### Task details
Shift every bounding-box coordinate in the answers by adding -116, then write out everything from the line containing "Please complete this annotation. The target class is stainless" down to the last line, requests included. Leave the numbers in the requests and their sample boxes unchanged.

### Exercise data
▽

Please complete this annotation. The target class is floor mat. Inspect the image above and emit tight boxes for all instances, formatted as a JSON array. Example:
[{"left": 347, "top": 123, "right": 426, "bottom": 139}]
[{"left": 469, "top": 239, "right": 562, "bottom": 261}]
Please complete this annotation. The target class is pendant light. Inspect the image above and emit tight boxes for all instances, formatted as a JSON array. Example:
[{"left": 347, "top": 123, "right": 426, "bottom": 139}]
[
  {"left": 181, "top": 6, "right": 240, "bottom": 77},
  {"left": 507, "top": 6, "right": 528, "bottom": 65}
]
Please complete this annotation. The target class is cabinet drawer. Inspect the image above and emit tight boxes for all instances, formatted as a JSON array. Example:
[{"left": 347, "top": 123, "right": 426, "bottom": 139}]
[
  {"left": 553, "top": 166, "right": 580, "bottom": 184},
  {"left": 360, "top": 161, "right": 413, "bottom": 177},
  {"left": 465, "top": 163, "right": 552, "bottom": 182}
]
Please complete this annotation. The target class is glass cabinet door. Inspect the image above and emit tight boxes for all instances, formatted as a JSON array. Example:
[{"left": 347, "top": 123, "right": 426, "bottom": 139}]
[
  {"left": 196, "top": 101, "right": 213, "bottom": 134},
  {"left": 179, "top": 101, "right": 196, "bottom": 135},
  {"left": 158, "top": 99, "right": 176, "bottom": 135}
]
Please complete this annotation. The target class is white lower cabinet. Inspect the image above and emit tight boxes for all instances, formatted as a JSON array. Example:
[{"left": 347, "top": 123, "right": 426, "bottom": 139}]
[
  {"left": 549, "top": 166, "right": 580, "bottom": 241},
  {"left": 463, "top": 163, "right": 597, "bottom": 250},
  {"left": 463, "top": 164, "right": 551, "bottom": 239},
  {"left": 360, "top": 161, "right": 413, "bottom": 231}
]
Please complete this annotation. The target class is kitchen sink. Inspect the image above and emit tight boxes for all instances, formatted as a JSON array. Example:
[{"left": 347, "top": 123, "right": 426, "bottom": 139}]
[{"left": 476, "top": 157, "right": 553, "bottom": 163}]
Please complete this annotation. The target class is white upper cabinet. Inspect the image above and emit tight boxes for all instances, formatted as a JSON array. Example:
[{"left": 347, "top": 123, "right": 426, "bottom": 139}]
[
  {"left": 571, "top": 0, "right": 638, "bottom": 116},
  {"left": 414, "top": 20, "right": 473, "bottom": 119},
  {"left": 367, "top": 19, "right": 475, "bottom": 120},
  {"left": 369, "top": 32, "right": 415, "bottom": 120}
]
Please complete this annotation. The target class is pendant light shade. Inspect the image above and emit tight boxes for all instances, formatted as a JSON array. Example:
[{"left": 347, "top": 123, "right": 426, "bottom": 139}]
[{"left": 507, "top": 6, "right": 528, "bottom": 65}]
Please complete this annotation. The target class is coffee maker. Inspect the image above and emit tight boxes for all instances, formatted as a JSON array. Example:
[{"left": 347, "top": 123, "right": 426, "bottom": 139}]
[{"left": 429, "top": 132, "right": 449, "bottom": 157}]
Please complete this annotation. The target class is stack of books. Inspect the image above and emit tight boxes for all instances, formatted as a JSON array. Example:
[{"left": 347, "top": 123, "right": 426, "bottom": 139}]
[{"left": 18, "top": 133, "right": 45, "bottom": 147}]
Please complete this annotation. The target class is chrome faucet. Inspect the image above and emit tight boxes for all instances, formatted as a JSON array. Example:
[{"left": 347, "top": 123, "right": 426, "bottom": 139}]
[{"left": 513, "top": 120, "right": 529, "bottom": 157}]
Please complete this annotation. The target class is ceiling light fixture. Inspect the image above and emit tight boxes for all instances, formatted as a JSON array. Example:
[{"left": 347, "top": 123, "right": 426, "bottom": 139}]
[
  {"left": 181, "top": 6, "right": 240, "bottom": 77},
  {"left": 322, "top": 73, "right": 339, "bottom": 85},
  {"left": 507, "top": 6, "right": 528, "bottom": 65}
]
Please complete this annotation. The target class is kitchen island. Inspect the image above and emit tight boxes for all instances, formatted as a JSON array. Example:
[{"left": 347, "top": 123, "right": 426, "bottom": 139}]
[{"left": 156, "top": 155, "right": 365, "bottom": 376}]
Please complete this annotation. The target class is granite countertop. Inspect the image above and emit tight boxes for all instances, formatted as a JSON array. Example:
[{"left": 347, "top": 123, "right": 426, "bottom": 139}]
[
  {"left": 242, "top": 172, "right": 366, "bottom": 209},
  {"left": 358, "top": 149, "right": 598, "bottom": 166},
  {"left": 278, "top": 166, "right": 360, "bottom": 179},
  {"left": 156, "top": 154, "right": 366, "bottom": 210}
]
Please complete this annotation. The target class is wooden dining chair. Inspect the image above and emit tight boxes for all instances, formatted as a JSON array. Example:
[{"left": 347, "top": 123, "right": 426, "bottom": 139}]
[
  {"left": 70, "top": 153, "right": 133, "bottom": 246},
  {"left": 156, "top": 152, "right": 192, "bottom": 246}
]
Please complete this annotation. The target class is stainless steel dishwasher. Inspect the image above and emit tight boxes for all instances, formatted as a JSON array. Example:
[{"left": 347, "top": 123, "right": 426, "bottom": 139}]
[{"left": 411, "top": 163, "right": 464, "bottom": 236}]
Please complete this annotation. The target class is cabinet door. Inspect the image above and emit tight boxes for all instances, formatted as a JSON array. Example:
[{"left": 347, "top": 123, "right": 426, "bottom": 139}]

△

### Output for this exercise
Please complete this annotation. The target class is stainless steel dishwasher. Inspect the image above and emit tight boxes for all instances, formatted as a JSON array. Example:
[{"left": 347, "top": 123, "right": 426, "bottom": 139}]
[{"left": 295, "top": 47, "right": 348, "bottom": 120}]
Please complete this annotation. The target class is cabinet door. Inspect the image above and emit tight boxes for all instances, formatted as a JSON array. Example:
[{"left": 347, "top": 123, "right": 426, "bottom": 139}]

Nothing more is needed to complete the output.